Start of Block
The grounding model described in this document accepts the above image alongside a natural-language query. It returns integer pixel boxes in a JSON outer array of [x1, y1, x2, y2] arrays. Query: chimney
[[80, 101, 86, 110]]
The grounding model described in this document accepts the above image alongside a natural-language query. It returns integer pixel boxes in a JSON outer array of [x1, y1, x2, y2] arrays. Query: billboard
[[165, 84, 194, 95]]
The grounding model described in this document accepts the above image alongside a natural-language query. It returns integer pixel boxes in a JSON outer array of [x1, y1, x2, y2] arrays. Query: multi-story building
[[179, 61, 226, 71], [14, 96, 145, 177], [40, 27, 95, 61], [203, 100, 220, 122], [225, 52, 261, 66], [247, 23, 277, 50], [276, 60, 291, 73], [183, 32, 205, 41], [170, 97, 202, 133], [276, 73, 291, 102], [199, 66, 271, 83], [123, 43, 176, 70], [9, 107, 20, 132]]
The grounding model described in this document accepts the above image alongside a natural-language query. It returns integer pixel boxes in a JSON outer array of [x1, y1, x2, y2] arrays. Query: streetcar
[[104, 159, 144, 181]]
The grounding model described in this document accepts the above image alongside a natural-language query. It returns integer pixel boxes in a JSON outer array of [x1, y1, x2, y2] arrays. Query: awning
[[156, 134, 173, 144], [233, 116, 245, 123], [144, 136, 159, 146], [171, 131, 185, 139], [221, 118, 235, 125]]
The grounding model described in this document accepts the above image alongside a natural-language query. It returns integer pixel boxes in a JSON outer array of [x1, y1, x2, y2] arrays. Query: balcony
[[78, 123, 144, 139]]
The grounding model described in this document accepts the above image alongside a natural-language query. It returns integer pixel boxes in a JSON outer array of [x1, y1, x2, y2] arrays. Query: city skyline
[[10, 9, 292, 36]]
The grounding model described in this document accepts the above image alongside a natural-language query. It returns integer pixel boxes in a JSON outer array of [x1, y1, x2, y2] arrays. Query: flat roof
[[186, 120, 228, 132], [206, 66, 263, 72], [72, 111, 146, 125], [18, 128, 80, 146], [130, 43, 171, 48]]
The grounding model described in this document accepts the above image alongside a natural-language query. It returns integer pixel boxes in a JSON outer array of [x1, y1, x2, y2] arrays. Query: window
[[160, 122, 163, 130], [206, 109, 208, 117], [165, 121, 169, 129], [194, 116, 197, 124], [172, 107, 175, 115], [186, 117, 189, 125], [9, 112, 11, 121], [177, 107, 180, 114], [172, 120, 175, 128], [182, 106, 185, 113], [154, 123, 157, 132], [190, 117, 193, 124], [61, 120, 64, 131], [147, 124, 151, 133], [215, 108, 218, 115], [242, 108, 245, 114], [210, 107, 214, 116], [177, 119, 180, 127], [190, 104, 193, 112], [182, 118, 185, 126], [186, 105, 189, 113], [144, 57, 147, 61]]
End of Block
__EXERCISE INSTRUCTIONS__
Please output the full listing one more time, exactly.

__RESPONSE__
The grounding model described in this document accepts the above image alongside a natural-language query. It returns integer pixel boxes in a JSON outer array of [x1, y1, x2, y2] arrays. Query: chimney
[[80, 101, 86, 110]]
The grounding model described in this document accepts the above image alongside a natural-language query. It returns integer pixel boxes in a JSON outer array of [x1, y1, x2, y2] arrays. Query: billboard
[[165, 84, 194, 95]]
The grounding model described in this document accepts the above image alongside a natural-language query. It returns integer pixel boxes in a JSON outer array of [x1, y1, x2, y2] arrays. Query: multi-story building
[[179, 61, 226, 71], [14, 96, 145, 177], [40, 27, 95, 61], [203, 100, 220, 122], [225, 52, 261, 66], [247, 23, 277, 50], [276, 60, 291, 73], [183, 32, 205, 41], [170, 97, 202, 133], [276, 73, 291, 102], [199, 66, 271, 83], [123, 43, 176, 70], [9, 107, 20, 132]]
The grounding model described in this document accepts the above image alongside a natural-language query. It returns integer pixel boxes in a JSON outer array of [x1, y1, x2, y2] arrays. Query: streetcar
[[104, 159, 144, 181]]
The grounding model described in this document accepts the above image alongside a natural-language query. It returns integer pixel boxes in a JSON outer array of [x1, y1, x2, y2] arrays. Query: awning
[[156, 134, 173, 144], [233, 116, 245, 123], [144, 136, 159, 146], [171, 131, 185, 139], [221, 118, 235, 125]]
The grounding model described in this document accepts the above image alongside a natural-language query. It returns integer pixel boxes in a JSON outer array of [x1, y1, x2, y2] arrays. Query: balcony
[[78, 123, 144, 139]]
The grounding model described in this document accepts the above image alongside a natural-language query. It returns integer pixel boxes in a JSON outer array of [x1, y1, x2, y2] arrays. Query: city skyline
[[10, 9, 292, 36]]
The grounding model described in this document accepts the above image alongside a natural-language query. It returns integer pixel boxes in a JSON outer array of [x1, y1, x2, y2] arrays. Query: flat roof
[[186, 120, 228, 132], [206, 66, 263, 72], [72, 111, 146, 125], [18, 128, 80, 146], [130, 43, 171, 48]]
The grounding model described in this document accepts the above image alongside a natural-language query. It returns integer pixel boxes in a JSON outer array of [x1, y1, x2, y2] arrays. Query: window
[[160, 122, 163, 130], [206, 109, 208, 117], [165, 121, 169, 129], [194, 116, 197, 124], [172, 107, 175, 115], [186, 117, 189, 125], [9, 112, 11, 121], [177, 107, 180, 114], [172, 120, 175, 128], [182, 106, 185, 113], [154, 123, 157, 132], [190, 117, 193, 124], [61, 120, 64, 131], [147, 124, 151, 133], [215, 108, 218, 115], [242, 108, 245, 114], [210, 107, 214, 116], [177, 119, 180, 127], [190, 104, 193, 112], [182, 118, 185, 126], [186, 105, 189, 113], [144, 57, 147, 61]]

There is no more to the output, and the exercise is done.